What you should do
Pick out every row below that contains the word "light", and copy each one.

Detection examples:
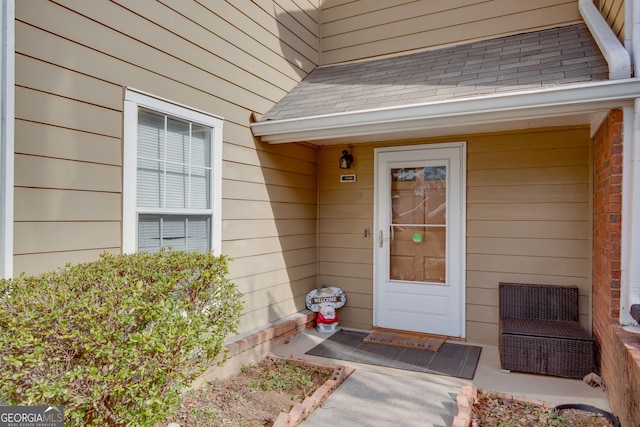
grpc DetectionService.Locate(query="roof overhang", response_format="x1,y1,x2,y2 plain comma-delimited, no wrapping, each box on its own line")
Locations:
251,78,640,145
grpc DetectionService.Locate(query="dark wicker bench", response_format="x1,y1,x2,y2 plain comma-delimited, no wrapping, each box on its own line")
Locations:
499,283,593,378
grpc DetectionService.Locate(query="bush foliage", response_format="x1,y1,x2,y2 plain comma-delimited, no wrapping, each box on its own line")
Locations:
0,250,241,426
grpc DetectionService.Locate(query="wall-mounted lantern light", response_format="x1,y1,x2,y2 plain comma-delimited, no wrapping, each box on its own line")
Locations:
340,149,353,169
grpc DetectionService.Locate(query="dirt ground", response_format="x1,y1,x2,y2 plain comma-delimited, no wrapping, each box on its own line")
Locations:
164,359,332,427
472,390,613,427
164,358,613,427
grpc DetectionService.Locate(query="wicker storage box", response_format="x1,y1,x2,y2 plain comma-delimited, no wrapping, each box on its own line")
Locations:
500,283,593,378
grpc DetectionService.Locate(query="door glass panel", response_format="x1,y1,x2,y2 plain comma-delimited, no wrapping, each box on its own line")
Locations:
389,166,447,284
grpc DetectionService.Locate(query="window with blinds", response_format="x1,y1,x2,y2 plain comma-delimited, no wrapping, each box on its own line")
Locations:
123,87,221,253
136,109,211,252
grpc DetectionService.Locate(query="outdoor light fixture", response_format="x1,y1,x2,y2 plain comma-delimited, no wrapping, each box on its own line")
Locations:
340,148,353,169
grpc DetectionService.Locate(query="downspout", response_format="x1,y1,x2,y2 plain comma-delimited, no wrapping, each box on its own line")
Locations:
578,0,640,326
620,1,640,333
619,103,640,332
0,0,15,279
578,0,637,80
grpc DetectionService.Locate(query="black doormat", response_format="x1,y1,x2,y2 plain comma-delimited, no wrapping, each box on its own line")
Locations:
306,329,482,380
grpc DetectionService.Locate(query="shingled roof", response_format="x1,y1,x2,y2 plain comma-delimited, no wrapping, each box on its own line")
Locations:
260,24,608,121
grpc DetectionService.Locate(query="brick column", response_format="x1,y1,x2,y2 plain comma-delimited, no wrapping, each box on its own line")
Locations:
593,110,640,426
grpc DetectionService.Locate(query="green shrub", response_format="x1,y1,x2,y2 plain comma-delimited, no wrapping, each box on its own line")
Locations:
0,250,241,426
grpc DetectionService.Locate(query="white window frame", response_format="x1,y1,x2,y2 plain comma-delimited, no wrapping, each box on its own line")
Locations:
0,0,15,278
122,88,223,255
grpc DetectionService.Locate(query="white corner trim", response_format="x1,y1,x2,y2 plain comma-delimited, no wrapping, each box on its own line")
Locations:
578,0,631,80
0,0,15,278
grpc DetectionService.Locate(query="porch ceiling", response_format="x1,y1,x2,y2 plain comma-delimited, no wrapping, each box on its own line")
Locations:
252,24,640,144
---
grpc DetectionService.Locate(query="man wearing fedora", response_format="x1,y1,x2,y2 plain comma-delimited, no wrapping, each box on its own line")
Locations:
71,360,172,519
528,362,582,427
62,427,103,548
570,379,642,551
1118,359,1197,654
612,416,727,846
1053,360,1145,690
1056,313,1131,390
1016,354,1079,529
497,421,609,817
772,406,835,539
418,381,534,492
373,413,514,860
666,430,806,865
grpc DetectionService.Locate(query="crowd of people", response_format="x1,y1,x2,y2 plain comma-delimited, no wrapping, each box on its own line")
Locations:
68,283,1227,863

Task output
grpc DetectionService.Locate(query="wall-mounted lantern light", response_format="x1,y1,x2,y2 plain comma-delimited, no wrapping, each box on its own line")
grpc DetectionService.Locate(query="outdoor light fixture", response_format="x1,y1,x2,y2 plain comma-delimited, no wrapping, each box on its own line")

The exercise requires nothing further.